# Has anyone experienced Leesville Gap RR?



## AlexCad5 (Jan 2, 2005)

Is this experience worth the pain, and the drive out to nowheresville? Potholes that give blisters through gloves over 60 miles as one race report describes?
Looking for a good road race without insane climbing. Any suggestions?


----------



## travis200 (Oct 29, 2002)

Sorry no experience with Leesville but Zamora RR is coming up not too much climbing just real hot with some crappy roads even though they say 75% good I say at most 25% decent. Winters and San Ardo RR do not offer too much climbing and the roads are decent. Stay away from Patterson Pass if you don't want to climb. The race is Sweet IMO with 1 big nasty headwind hill the rest is pretty fast.


----------



## tobu (Dec 19, 2004)

Given request A - In the forum thread, which race does travis200 say to stay away from if you don't want to climb?
Given request B - Quote the stretch of the forum thread from "Is this experience" through "race report describes?".

Record excerpts -
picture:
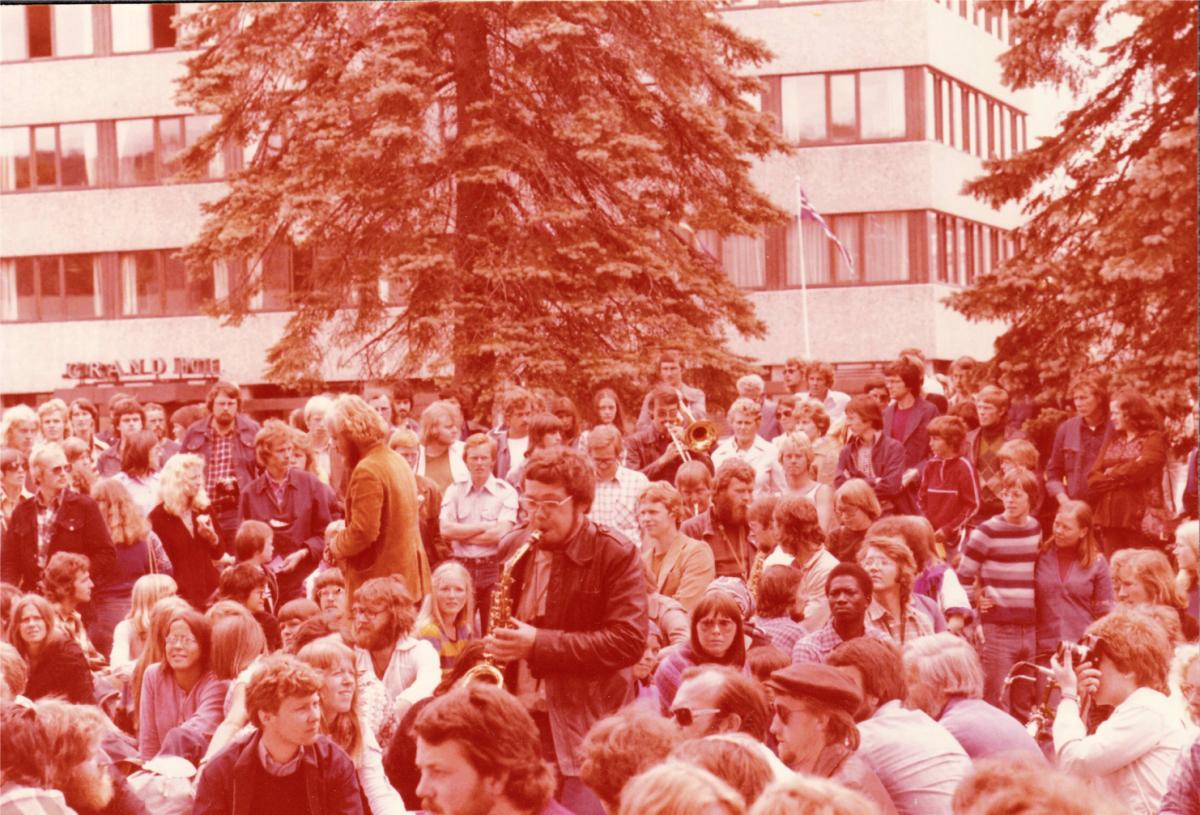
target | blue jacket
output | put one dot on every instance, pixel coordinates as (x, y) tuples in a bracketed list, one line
[(1068, 462), (198, 441), (227, 783)]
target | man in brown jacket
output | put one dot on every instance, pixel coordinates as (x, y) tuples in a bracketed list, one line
[(381, 534)]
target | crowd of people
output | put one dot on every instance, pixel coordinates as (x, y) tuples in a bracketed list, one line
[(810, 601)]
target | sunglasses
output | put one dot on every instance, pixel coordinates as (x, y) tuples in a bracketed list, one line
[(685, 715)]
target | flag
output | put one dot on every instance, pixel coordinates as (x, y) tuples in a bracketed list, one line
[(809, 213)]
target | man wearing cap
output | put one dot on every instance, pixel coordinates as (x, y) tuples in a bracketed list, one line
[(814, 725), (849, 592)]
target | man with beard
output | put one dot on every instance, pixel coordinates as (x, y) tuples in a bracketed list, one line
[(580, 612), (226, 441), (285, 765), (849, 592), (381, 534), (653, 449), (479, 753), (796, 525), (725, 527)]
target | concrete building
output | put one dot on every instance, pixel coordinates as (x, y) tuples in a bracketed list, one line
[(893, 102)]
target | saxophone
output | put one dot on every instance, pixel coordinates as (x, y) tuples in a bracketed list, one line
[(501, 616)]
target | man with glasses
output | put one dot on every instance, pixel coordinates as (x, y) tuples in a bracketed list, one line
[(54, 520), (580, 607), (814, 725), (475, 515)]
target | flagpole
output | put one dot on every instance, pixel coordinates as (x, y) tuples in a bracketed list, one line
[(804, 274)]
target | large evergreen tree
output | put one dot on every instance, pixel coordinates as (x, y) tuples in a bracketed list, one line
[(1105, 276), (526, 175)]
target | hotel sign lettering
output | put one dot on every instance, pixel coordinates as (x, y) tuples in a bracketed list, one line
[(149, 369)]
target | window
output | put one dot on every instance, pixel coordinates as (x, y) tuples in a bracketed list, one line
[(843, 107), (882, 105), (141, 27), (156, 282), (49, 288), (804, 108), (40, 31), (48, 156)]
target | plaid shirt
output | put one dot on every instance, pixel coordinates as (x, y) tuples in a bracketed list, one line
[(616, 502), (221, 463), (820, 643)]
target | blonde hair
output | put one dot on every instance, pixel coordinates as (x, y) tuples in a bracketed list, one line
[(358, 421), (677, 787), (811, 796), (147, 592), (126, 523), (172, 489), (432, 613)]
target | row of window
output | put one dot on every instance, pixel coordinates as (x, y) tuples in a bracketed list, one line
[(102, 154), (913, 246), (893, 105), (887, 247), (71, 29)]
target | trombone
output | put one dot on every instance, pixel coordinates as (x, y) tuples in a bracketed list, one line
[(691, 436)]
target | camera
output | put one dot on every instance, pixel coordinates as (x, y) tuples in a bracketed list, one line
[(1085, 651), (226, 493)]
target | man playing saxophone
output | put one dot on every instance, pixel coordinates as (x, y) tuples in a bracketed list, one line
[(580, 612)]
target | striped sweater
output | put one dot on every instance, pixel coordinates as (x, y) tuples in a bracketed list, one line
[(1003, 557)]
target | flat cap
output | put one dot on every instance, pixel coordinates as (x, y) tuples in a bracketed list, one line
[(823, 683)]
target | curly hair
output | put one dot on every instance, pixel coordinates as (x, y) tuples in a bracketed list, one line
[(498, 737), (126, 523), (61, 573), (173, 487), (357, 421), (279, 678), (619, 747)]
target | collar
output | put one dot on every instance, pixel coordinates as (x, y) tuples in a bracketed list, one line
[(274, 767)]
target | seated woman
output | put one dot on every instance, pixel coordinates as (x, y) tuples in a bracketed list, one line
[(67, 585), (185, 529), (448, 612), (1132, 753), (676, 565), (57, 664), (718, 637), (342, 721), (181, 700), (138, 552), (894, 610)]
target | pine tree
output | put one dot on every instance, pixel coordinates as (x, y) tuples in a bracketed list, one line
[(526, 177), (1105, 276)]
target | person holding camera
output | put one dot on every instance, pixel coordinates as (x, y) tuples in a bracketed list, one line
[(1123, 663)]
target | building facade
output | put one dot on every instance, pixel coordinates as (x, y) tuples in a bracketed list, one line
[(893, 105)]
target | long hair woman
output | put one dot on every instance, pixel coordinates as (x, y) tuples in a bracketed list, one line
[(718, 637), (186, 531), (342, 721), (57, 664), (181, 699), (138, 552), (448, 613), (1074, 587)]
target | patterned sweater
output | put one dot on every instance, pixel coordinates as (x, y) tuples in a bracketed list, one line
[(1003, 556)]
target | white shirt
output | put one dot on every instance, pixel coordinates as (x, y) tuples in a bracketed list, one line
[(616, 502), (1131, 754), (761, 455), (917, 759)]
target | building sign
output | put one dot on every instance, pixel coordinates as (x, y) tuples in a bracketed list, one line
[(149, 370)]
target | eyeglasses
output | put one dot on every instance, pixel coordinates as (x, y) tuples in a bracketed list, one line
[(685, 715), (533, 504)]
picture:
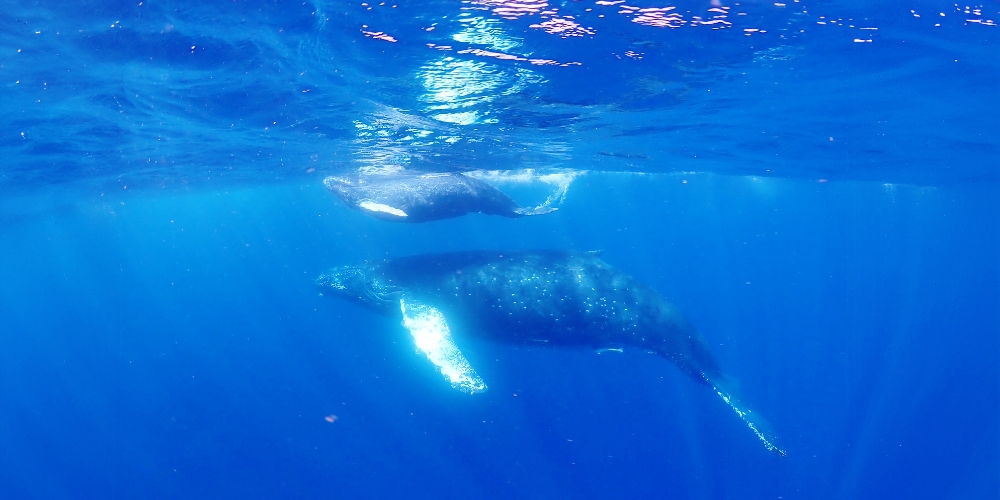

Written answer A - Patterson Pass

Written answer B -
Is this experience worth the pain, and the drive out to nowheresville? Potholes that give blisters through gloves over 60 miles as one race report describes?